### Actions to take
**1.** Please list every top-level point under "Key decisions" in the stock price case study, leaving out the indented sub-points.
**2.** For each statement below, decide whether the stock price case study supports it. Answer yes or no and quote the words of the case study that decide it.
(a) The Phillips–Perron test on the monthly price series gave a very low p-value.
(b) Extreme values were removed from the data.
(c) The first difference of log prices is named as an alternative measure of returns.

### Text provided

Case study: Stock price and stock market index value

Code
qui {
use "data_slides/stock-prices-daily.dta", clear
ren *, low
}
line p_sp500 date, name(m1, replace)
line p_msft date, name(m2, replace)

Time series comparisons - S&P 500 case study

Key decisions:

  • Daily price = closing price
  • Gaps will be overlooked
    • Friday-Monday gap ignored
    • Holidays (Christmas, 4 of July (when would be a weekday)
  • All values kept, extreme values part of process
  • In finance, portfolio managers often focus on monthly returns, Hence we choose monthly returns to analyze.
  • Take the last day of each month

Microsoft and S&P 500 stock prices - ts plot

Code
qui {
use "data_slides/stock-prices-daily.dta", clear
ren *, low
sort ym date
bysort ym: gen flag = _n == _N
keep if flag==1
}
line p_sp500 ym, name(m1, replace)
line p_msft ym, name(m2, replace)

Microsoft and S&P 500 stock prices - decisions 2

  • Monthly time series plot - easier to read
  • Additional decision needed: it is obviously non-stationary (Phillips-Perron test: very high p-value)
  • Use returns:
    • Returns: percent change of the closing prices: \(100\% \frac{y_t - y_{t-1}}{y_t}\).
    • monthly returns - take the closing price for the last day of a month
    • Alternative measure: first difference of log prices.

Microsoft and S&P 500 - index returns (pct)

Code
qui: {
use "data_slides/stock-prices-daily.dta", clear
ren *, low
sort ym date
bysort ym: gen flag = _n == _N
keep if flag==1
tsset ym
gen ret_sp500 = 100 * (p_sp500 - p_sp500[_n-1]) / p_sp500[_n-1]
gen ret_msft = 100 * (p_msft - p_msft[_n-1]) / p_msft[_n-1]
}

line ret_sp500 ym, name(m1, replace)
line ret_msft ym, name(m2, replace)

Unit root test: Microsoft and S&P 500 returns

Code
pperron ret_sp500
pperron ret_msft

Phillips–Perron test for unit root       Number of obs   = 251
Variable: ret_sp500                      Newey–West lags =   4

H0: Random walk without drift, d = 0

                                       Dickey–Fuller
                   Test      -------- critical value ---------
              statistic           1%           5%          10%
--------------------------------------------------------------
 Z(rho)        -230.845      -20.301      -14.000      -11.200
 Z(t)           -14.365       -3.460       -2.880       -2.570
--------------------------------------------------------------
MacKinnon approximate p-value for Z(t) = 0.0000.

Phillips–Perron test for unit root       Number of obs   = 251
Variable: ret_msft                       Newey–West lags =   4

H0: Random walk without drift, d = 0

                                       Dickey–Fuller
                   Test      -------- critical value ---------
              statistic           1%           5%          10%
--------------------------------------------------------------
 Z(rho)        -284.851      -20.301      -14.000      -11.200
 Z(t)           -19.346       -3.460       -2.880       -2.570
--------------------------------------------------------------
MacKinnon approximate p-value for Z(t) = 0.0000.

### Supplied information
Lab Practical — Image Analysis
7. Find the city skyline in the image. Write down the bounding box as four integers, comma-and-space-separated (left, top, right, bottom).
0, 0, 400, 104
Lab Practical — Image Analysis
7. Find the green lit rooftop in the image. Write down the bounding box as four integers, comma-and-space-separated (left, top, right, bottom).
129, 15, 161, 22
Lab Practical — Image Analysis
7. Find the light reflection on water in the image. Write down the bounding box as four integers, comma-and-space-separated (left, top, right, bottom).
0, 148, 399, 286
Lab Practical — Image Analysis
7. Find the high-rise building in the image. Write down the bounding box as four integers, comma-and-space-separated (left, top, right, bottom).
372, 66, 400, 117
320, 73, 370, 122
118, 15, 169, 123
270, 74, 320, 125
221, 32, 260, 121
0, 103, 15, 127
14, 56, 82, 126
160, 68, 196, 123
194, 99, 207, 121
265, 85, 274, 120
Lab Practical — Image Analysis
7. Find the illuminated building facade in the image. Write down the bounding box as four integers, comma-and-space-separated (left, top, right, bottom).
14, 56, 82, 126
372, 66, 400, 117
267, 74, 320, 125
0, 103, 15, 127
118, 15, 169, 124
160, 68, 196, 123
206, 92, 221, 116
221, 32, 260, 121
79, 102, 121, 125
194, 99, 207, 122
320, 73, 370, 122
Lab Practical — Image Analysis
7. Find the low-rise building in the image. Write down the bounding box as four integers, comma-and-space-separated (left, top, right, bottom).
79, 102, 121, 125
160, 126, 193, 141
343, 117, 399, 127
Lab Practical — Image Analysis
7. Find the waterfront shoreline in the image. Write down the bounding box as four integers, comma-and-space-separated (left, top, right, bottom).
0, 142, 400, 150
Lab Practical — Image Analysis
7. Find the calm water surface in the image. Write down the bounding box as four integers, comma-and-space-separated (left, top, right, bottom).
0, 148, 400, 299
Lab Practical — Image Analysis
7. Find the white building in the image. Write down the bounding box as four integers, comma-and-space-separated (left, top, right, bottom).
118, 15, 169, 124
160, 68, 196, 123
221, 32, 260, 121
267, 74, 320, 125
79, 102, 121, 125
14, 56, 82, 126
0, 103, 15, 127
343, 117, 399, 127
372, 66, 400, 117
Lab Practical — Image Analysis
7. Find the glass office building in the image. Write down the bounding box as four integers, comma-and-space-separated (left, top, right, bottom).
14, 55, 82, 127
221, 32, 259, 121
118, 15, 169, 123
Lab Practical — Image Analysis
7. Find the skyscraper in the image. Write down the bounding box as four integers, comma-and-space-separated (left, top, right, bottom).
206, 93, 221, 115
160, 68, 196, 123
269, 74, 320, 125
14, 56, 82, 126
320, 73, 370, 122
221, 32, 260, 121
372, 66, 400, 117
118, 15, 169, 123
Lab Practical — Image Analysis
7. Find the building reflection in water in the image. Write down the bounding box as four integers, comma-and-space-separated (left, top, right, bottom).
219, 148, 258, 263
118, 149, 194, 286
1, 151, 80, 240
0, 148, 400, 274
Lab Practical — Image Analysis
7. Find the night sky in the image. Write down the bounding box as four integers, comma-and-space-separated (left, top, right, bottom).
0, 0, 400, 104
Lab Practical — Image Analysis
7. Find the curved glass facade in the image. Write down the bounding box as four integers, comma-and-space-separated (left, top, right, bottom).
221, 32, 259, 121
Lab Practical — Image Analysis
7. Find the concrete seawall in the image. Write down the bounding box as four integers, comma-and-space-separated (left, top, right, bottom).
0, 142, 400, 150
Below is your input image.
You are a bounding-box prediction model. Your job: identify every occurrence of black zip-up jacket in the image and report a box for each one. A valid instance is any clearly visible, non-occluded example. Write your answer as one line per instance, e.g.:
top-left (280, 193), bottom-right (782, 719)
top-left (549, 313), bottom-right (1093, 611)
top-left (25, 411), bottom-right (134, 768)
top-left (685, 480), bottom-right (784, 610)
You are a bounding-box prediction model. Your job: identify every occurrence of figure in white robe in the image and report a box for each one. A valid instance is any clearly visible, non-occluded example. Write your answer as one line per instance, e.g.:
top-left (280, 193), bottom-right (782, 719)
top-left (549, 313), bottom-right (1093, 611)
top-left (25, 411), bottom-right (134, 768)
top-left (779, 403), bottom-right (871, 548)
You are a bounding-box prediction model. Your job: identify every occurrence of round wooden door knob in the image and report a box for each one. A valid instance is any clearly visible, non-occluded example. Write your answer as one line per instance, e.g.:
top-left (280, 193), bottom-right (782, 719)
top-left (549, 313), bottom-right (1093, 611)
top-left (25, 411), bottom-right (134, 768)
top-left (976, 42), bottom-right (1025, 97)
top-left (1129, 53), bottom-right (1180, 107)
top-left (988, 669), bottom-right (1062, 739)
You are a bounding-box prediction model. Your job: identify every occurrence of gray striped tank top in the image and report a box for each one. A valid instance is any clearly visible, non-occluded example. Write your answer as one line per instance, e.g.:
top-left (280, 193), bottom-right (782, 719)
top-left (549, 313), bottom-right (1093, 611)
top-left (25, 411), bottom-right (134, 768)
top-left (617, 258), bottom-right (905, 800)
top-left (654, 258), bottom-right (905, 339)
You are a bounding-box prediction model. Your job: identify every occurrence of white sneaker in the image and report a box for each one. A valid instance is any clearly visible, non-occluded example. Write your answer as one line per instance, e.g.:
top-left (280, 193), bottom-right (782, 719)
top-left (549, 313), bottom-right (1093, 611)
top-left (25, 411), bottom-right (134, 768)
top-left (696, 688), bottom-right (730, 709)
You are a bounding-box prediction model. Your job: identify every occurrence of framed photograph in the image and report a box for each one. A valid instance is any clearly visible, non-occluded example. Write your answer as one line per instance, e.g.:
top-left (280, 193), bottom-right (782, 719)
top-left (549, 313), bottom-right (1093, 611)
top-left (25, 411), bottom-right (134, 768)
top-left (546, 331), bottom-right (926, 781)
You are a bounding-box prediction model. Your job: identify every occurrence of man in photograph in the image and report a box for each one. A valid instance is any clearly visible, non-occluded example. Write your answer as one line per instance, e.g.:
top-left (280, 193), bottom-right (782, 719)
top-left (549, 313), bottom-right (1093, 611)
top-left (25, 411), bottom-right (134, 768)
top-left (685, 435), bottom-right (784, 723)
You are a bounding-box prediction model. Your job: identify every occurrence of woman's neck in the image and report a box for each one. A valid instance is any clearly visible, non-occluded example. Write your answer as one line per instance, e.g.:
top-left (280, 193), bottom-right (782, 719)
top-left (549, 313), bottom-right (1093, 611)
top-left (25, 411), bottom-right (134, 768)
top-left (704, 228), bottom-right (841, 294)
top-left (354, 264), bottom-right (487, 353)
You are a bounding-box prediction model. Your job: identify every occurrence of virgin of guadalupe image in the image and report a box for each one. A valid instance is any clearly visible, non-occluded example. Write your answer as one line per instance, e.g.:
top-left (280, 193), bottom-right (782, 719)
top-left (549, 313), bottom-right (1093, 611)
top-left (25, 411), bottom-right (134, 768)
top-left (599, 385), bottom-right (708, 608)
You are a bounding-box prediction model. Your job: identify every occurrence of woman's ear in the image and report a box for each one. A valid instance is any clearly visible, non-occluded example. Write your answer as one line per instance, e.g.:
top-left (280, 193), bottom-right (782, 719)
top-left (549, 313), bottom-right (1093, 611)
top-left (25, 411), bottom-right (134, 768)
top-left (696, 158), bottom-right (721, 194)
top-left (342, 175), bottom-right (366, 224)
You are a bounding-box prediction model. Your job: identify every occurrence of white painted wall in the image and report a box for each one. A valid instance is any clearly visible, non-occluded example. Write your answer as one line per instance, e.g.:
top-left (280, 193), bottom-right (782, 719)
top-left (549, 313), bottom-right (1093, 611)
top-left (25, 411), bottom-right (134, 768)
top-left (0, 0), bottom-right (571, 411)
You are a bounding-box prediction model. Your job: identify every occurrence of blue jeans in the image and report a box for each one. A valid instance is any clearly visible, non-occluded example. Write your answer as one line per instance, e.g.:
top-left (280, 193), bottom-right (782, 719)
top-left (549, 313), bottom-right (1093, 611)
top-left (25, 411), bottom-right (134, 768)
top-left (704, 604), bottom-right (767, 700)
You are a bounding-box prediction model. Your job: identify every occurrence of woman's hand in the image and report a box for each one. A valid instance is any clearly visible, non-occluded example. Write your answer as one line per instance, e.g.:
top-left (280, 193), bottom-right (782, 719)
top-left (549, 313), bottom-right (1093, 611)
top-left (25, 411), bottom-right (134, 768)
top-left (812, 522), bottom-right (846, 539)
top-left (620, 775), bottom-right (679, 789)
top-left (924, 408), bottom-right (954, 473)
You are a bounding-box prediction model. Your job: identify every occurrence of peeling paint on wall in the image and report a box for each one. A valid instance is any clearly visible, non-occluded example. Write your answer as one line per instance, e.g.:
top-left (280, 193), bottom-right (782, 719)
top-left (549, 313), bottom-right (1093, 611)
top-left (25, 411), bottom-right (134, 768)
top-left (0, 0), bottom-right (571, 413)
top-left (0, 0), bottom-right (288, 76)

### Outputs in order
**1.**
1. Daily price = closing price
2. Gaps will be overlooked
3. All values kept, extreme values part of process
4. In finance, portfolio managers often focus on monthly returns, Hence we choose monthly returns to analyze.
5. Take the last day of each month

**2.**
(a) No: "it is obviously non-stationary (Phillips-Perron test: very high p-value)"
(b) No: "All values kept, extreme values part of process"
(c) Yes: "Alternative measure: first difference of log prices."